The input:

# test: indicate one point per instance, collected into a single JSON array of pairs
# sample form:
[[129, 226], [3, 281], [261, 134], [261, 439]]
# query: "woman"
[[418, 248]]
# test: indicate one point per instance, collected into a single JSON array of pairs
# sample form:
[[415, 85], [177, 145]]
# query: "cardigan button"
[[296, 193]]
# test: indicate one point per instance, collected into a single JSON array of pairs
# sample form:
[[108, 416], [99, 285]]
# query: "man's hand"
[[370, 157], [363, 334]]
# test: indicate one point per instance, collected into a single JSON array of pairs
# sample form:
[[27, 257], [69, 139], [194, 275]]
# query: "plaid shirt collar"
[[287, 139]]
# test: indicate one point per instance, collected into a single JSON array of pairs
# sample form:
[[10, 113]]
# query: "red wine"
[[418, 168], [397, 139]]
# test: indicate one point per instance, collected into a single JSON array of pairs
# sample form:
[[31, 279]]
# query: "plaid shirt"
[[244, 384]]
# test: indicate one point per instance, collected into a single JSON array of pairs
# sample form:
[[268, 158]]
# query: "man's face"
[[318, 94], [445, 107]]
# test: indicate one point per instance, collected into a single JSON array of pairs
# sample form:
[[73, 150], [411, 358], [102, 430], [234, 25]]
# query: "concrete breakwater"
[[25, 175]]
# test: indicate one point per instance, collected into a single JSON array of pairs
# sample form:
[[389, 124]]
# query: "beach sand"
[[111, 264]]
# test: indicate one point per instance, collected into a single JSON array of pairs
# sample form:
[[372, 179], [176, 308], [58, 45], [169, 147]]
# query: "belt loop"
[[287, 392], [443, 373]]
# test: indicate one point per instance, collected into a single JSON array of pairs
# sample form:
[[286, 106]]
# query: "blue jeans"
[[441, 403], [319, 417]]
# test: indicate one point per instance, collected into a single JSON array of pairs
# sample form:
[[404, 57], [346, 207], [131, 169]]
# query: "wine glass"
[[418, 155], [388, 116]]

Instructions to follow: Retype the material above from start to finish without any changes.

Solution:
# test: indicate one point per instance, collected into a single JSON array of pairs
# sample form:
[[129, 226], [3, 281], [261, 134], [261, 439]]
# query: "woman"
[[418, 248]]
# test: indicate one point per instance, collected into a single JSON array of pairs
# sample form:
[[415, 85], [177, 145]]
# query: "cardigan button"
[[296, 193]]
# test: indicate one point per instance, collected into a single JSON array of pairs
# sample form:
[[108, 416], [99, 285]]
# query: "man's hand"
[[370, 157], [363, 334]]
# test: indicate one point per instance, collected into a single JSON array of pairs
# sample form:
[[27, 257], [69, 139], [194, 275]]
# query: "plaid shirt collar"
[[287, 139]]
# test: indicate one point per instance, collected into a single JSON array of pairs
# sample form:
[[10, 113]]
# query: "red wine"
[[418, 168], [397, 139]]
# test: indicate one point per instance, collected into a single JSON array of pairs
# sample form:
[[31, 279]]
# query: "plaid shirt"
[[244, 384]]
# test: indicate one point per instance, collected into a single JSON array of pairs
# sample form:
[[268, 158]]
# query: "man's face"
[[318, 94], [445, 107]]
# test: indicate one point per instance, collected into a single JSON array of pairs
# sample form:
[[73, 150], [411, 358], [102, 430], [234, 25]]
# query: "concrete breakwater"
[[25, 175]]
# test: indicate one point per instance, collected into a single JSON array of pairs
# sample form:
[[389, 124]]
# query: "beach sand"
[[111, 264]]
# test: indicate one point per instance, collected into a single JSON array of pairs
# sample form:
[[372, 179], [176, 308], [58, 45], [169, 147]]
# query: "belt loop"
[[287, 392], [443, 373]]
# test: indicate one point per instance, collected into a single JSON array of pairs
# sample form:
[[286, 106]]
# query: "blue jeans"
[[441, 403], [319, 417]]
# test: indicate one point per instance, collected into a single JSON array of pairs
# sample form:
[[404, 57], [346, 207], [131, 169]]
# query: "wine glass"
[[418, 155], [388, 116]]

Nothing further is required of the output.